> _STATED EXERCISE_
Reproduce every item below verbatim, with each line, character, and position in the sequence unchanged.

<<<<

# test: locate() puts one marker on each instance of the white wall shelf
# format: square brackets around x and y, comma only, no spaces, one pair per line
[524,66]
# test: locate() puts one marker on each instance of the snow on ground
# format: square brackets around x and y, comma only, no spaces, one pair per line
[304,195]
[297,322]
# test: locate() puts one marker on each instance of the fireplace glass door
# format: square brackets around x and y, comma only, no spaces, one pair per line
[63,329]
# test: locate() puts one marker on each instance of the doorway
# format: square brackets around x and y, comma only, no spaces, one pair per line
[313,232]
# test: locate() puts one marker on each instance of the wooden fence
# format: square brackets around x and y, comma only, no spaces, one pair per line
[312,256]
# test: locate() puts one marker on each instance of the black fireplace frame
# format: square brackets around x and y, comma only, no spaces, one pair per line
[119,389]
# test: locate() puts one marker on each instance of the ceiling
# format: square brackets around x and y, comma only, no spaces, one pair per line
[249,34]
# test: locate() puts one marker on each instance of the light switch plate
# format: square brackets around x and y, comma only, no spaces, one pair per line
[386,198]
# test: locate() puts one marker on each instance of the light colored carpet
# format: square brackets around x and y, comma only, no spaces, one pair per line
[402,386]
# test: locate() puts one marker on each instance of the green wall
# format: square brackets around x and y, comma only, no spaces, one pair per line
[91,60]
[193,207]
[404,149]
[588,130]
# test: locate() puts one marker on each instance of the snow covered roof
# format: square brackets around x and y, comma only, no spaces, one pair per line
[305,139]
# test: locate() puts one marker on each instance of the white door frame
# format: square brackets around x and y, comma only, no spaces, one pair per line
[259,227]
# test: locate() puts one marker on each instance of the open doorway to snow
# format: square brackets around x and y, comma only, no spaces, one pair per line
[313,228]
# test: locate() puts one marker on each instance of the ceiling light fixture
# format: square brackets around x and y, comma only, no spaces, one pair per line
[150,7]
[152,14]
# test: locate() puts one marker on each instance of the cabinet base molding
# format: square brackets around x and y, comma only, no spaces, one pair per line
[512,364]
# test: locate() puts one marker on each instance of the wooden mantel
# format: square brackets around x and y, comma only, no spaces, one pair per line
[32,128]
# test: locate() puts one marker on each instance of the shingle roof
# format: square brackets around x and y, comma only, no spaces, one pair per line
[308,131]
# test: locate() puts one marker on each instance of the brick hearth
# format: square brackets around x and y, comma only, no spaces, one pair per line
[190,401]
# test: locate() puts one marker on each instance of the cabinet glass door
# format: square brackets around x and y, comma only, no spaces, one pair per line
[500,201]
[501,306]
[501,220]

>>>>

> _COMPLETE ANSWER_
# test: locate() puts one marker on each instance of the white wall shelf
# format: square brackets around x and y, comma only, no spaces, one pair per line
[524,66]
# test: locate() puts one marker on each instance of the snow on ground
# format: square brackets around x and y, comma only, no spaces, one pair per line
[304,195]
[297,322]
# test: locate() puts one marker on each instance of the fireplace glass door
# format: square brackets around x and y, comma only, no spaces, one pair per line
[63,329]
# test: locate() puts one marker on each instance of the doorway
# format: square brackets around x and y, comma only, no spaces, one pair per line
[313,232]
# test: locate() puts one marker on each instance of the wooden fence
# format: square brackets around x and y, comma only, no spaces, one pair per line
[312,256]
# test: locate() puts one marker on each instance of the black fireplace frame
# format: square brackets around x and y, comma only, no spaces, one pair per line
[119,389]
# test: locate() puts one marker on each instance of the ceiling
# format: square brackets around x and y, comma only, no spaces, one pair per line
[249,34]
# test: locate() puts one marker on each instance of the light switch plate
# format: square brackets around x and y, comma only, no spaces, one pair per line
[386,198]
# test: locate() puts one marker on each instance of the light colored carpet
# format: square brackets around x and y, comma only, no spaces, one pair per line
[402,386]
# test: locate() puts one marker on each instance of the green wall
# format: square brackets around x and y, comma only, no spaces, one pair per line
[91,60]
[193,207]
[404,149]
[588,130]
# test: locate() puts one marker on each instance of the snow covered roof
# format: square brackets around x and y, comma only, no spaces, one pair per line
[305,139]
# test: locate() puts one marker on each instance of the white door frame
# format: square brackets around x and y, comma only, no spaces, one pair per line
[259,227]
# test: locate() puts one marker on each instance of the open doorway to snow
# format: square brackets around x and y, comma only, no spaces, one pair per line
[313,228]
# test: locate() puts one marker on each instance of the ceiling light fixture
# format: square brackets around x and y, comma only, no spaces, one pair per line
[150,7]
[152,14]
# test: locate() puts one marker on each instance of the cabinet base molding
# format: square brackets around x and y, comma only, no spaces, one pair per line
[512,364]
# test: locate() puts one marker on each instance of the wooden mantel
# format: square brackets around x and y, comma only, no spaces, one pair per line
[32,128]
# test: locate() puts one marker on each instance of the shingle roof
# format: square brackets around x and y, comma only, no spaces, one pair per line
[308,131]
# test: locate() puts one marker on each instance of the brick hearth
# format: square brackets around x and y, comma only, no spaces, one pair per line
[190,401]
# test: locate() puts one marker on each instance of the cabinet glass door
# format: square brackets around x and y, comma only, no spaces, one pair per line
[500,201]
[501,306]
[501,220]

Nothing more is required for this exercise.